** begin Data to process **
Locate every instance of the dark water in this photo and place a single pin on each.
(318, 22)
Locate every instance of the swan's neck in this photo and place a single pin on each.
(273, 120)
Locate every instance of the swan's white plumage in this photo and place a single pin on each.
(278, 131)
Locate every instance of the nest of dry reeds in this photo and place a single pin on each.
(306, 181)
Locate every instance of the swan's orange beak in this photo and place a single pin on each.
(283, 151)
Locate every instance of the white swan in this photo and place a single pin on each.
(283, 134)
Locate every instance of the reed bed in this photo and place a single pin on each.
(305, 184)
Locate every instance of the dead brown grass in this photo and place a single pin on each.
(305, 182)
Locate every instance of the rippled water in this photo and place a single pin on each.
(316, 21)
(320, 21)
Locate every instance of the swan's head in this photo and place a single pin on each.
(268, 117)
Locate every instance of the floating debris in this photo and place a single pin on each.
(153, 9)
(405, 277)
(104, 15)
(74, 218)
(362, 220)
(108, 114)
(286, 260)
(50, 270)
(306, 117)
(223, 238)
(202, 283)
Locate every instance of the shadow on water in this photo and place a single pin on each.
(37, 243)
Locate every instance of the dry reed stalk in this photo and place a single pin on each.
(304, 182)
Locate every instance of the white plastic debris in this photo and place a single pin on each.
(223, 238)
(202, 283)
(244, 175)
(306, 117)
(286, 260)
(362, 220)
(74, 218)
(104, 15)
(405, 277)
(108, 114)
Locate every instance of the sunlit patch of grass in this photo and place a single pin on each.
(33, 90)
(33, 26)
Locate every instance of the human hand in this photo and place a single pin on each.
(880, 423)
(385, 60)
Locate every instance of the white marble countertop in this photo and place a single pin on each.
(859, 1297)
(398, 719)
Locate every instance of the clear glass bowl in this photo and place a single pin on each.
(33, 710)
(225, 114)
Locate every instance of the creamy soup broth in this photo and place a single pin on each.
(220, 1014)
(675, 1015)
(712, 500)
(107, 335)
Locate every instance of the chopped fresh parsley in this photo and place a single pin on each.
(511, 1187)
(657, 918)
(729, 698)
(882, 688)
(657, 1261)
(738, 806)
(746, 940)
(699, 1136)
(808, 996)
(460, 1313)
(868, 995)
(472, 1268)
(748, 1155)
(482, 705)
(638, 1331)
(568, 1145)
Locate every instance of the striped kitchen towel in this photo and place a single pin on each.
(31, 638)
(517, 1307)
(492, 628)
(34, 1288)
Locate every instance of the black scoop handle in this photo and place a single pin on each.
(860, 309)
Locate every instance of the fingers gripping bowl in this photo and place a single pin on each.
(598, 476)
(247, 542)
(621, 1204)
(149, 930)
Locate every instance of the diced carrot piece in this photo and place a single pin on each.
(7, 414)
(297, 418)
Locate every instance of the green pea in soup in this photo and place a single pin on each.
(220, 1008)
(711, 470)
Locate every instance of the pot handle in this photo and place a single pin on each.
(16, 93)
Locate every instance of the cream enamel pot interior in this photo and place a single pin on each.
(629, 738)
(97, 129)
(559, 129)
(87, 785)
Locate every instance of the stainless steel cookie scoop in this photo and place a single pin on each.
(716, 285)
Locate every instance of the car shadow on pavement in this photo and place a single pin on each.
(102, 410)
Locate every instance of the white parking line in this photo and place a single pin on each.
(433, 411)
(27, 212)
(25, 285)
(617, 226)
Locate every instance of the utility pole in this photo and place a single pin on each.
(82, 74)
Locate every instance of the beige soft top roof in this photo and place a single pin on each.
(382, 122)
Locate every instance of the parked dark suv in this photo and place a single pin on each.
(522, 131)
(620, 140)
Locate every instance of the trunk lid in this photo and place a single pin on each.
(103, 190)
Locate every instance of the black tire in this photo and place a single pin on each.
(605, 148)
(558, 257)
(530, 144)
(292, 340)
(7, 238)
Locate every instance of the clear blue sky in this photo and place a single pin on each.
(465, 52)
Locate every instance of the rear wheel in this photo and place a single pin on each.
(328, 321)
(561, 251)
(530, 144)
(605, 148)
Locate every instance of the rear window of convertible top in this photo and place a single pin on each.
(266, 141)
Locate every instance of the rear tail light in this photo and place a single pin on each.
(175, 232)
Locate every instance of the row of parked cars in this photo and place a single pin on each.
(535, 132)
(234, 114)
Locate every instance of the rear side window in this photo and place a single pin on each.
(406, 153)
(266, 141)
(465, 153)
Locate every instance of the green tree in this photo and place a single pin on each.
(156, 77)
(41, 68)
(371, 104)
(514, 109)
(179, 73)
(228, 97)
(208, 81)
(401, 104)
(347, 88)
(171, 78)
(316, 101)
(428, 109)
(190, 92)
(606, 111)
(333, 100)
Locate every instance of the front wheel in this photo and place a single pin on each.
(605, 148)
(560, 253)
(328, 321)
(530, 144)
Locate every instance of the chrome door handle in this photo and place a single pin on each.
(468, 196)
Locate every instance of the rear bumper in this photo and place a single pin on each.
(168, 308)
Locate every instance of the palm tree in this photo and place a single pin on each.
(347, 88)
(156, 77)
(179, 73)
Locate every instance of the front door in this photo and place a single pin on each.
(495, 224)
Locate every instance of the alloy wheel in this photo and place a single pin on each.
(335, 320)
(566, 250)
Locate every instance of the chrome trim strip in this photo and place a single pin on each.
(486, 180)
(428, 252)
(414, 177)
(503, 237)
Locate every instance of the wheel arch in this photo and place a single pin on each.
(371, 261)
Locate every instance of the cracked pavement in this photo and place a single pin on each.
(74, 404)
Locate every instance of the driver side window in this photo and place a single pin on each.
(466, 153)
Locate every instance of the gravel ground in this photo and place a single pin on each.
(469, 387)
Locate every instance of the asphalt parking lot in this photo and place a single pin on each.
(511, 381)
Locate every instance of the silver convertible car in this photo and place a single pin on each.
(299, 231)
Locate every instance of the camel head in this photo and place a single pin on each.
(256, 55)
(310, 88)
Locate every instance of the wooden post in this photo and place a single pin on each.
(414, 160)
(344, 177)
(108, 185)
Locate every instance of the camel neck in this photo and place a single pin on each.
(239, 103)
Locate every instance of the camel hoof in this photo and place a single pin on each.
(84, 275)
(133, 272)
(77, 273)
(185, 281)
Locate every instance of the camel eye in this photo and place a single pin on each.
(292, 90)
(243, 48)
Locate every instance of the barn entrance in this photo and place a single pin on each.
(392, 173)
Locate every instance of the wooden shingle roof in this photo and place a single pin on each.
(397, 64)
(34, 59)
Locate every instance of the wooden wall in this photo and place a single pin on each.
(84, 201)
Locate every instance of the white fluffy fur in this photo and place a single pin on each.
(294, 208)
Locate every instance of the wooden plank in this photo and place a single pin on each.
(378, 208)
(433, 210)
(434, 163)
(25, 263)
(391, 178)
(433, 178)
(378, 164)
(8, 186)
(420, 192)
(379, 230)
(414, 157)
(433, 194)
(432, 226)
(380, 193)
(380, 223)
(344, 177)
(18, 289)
** end Data to process **
Rewrite the listing above with every occurrence of "place a single pin" replaced by "put one marker", leaving all other text unchanged.

▸ **Written response**
Locate every instance of the dark water in this photo and put one marker on each.
(318, 22)
Locate every instance of the swan's neck in this photo and put one marker on each.
(273, 120)
Locate every instance of the swan's white plumage in this photo and put one marker on each.
(278, 131)
Locate every instance of the nest of dry reeds in this photo and put one marker on each.
(306, 181)
Locate every instance of the swan's orange beak in this photo and put one marker on each.
(283, 151)
Locate every instance of the white swan in this photo and put one marker on each.
(283, 134)
Locate every instance of the reed bed in this photo and put one marker on each.
(305, 184)
Locate every instance of the dead brown grass in this photo and put one marker on each.
(305, 182)
Locate every instance of the rippled water in this photo and put one marker on each.
(316, 21)
(320, 21)
Locate every instance of the swan's head in this photo and put one marker on each.
(268, 117)
Locate every instance of the floating debris in this photo and put one marker on each.
(153, 9)
(405, 277)
(104, 15)
(74, 218)
(362, 220)
(108, 114)
(286, 260)
(50, 270)
(306, 117)
(223, 238)
(202, 283)
Locate every instance of the shadow on water in this photo and put one marker on each.
(37, 243)
Locate every instance of the dry reed stalk in this photo and put one marker on each.
(304, 182)
Locate every instance of the white plastic debris in this photo and put one marker on each.
(223, 238)
(202, 283)
(244, 175)
(306, 117)
(286, 260)
(362, 220)
(74, 218)
(104, 15)
(405, 277)
(108, 114)
Locate every instance of the sunlit patch of grass in this photo and put one marker on each.
(33, 90)
(33, 26)
Locate every instance of the human hand in this photo and put one marker on each.
(880, 423)
(385, 60)
Locate every instance of the white marble countertop in this photo and put one marker on each.
(859, 1297)
(398, 719)
Locate every instance of the clear glass bowl in this photo and put one marker on each.
(33, 710)
(225, 114)
Locate every instance of the creamy soup broth in this photo and put one marker on each.
(220, 1014)
(675, 1015)
(712, 500)
(107, 335)
Locate every instance of the chopped fresh parsley in this photo and put one marker on each.
(511, 1187)
(657, 918)
(729, 698)
(882, 688)
(657, 1261)
(738, 806)
(746, 940)
(699, 1136)
(808, 996)
(460, 1313)
(868, 995)
(472, 1268)
(748, 1155)
(482, 705)
(638, 1331)
(568, 1145)
Locate every instance of the striped kitchen towel in this photo and put one marker on each.
(31, 638)
(517, 1307)
(492, 628)
(34, 1288)
Locate every instance of the black scoop handle in this photo and put one marker on each.
(860, 309)
Locate every instance of the fingers gripping bowl in this photo and put one marker on each.
(598, 476)
(247, 542)
(621, 1204)
(149, 930)
Locate every instance of the diced carrot piece in this photo and put one marker on each.
(7, 414)
(297, 418)
Locate every instance of the green pea in soup in this photo and put one marker on each.
(220, 1008)
(711, 470)
Locate every instance of the pot handle in this photo and put one marker on each.
(16, 93)
Locate every instance of the cream enamel pot interior in this photo and put one marker on each.
(629, 738)
(97, 129)
(559, 129)
(87, 785)
Locate every instance of the stainless steel cookie scoop in this photo and put one marker on each.
(716, 285)
Locate every instance of the car shadow on pavement in this photo and put one marker on each.
(102, 410)
Locate every instance of the white parking line in this photo and put one marker on each.
(433, 411)
(27, 212)
(25, 285)
(617, 226)
Locate every instance of the utility pole in this photo and put one marker on each.
(82, 74)
Locate every instance of the beige soft top roof in this photo and put one marker on each.
(382, 122)
Locate every instance of the parked dark suv in this photo and put one marker on each.
(522, 131)
(620, 140)
Locate every instance of the trunk lid in this photo and put one marker on each.
(103, 190)
Locate every instance of the black tire in this photo and put one marker on each.
(605, 148)
(558, 257)
(530, 144)
(292, 340)
(7, 238)
Locate every instance of the clear blue sky in this photo and put one marker on each.
(465, 52)
Locate every instance of the rear wheel in this photo and put one marker on each.
(328, 321)
(561, 251)
(530, 144)
(605, 148)
Locate every instance of the rear window of convertible top in this photo and put one marker on each.
(266, 141)
Locate every instance of the rear tail light in this photo and put one marker on each.
(175, 232)
Locate every instance of the row of parked cars in this photo and put one marker on each.
(535, 132)
(234, 114)
Locate every instance of the rear side window in this photo and put one marker on each.
(406, 153)
(266, 141)
(465, 153)
Locate every instance of the green tree in this photo and put one marker on each.
(156, 77)
(41, 68)
(371, 104)
(514, 109)
(179, 73)
(228, 97)
(208, 81)
(401, 104)
(347, 88)
(171, 78)
(316, 101)
(428, 109)
(190, 92)
(606, 111)
(333, 100)
Locate every instance of the front wheel in this photo and put one marker on each.
(605, 148)
(560, 253)
(328, 321)
(530, 144)
Locate every instance of the chrome door handle in this photo and put one marker on each.
(468, 196)
Locate every instance of the rear bumper in this photo and put one marker on each.
(168, 308)
Locate every instance of the palm tree in this photo and put one marker on each.
(347, 88)
(156, 77)
(179, 73)
Locate every instance of the front door in this photo and put one marker on each.
(495, 224)
Locate every instance of the alloy wheel in this photo and put one marker on each.
(335, 320)
(566, 250)
Locate every instance of the chrome trim strip in this photo and put one marker on each.
(486, 180)
(428, 252)
(414, 177)
(503, 237)
Locate every instance of the wheel arch in this photo and put one marker on each.
(371, 261)
Locate every instance of the cracked pavement in this photo and put one marker on each.
(74, 404)
Locate every instance of the driver side window in this photo and put one marker on each.
(466, 153)
Locate every instance of the gravel ground in this photo and put one marker on each.
(469, 387)
Locate every instance of the asphalt parking lot in this photo and put one marker on each.
(511, 381)
Locate every instance of the silver convertible car in this photo and put one marker on each.
(299, 231)
Locate every instance of the camel head in this photo and put one marker on each.
(256, 55)
(310, 88)
Locate every instance of the wooden post in this photo and put one marker on each.
(414, 160)
(344, 177)
(108, 185)
Locate every instance of the camel neck in this photo and put one marker on each.
(239, 103)
Locate every instance of the camel hoof in this photo and put one marker on each.
(84, 275)
(133, 272)
(77, 273)
(185, 281)
Locate every instance of the camel eye in this photo and put one marker on each.
(292, 90)
(243, 48)
Locate every instance of the barn entrance in this photo and put one marker on each.
(392, 173)
Locate every instance of the wooden shingle roof in this photo and put one marker on each.
(397, 64)
(34, 59)
Locate every instance of the wooden wall in this photo and put one marker on each.
(84, 201)
Locate every instance of the white fluffy fur in this photo and put one marker on each.
(294, 208)
Locate every instance of the wooden plank in this photo and put one marker on each.
(378, 208)
(433, 210)
(434, 163)
(25, 263)
(391, 178)
(433, 178)
(378, 164)
(8, 186)
(420, 192)
(379, 230)
(414, 157)
(433, 194)
(432, 226)
(380, 193)
(380, 223)
(344, 177)
(18, 289)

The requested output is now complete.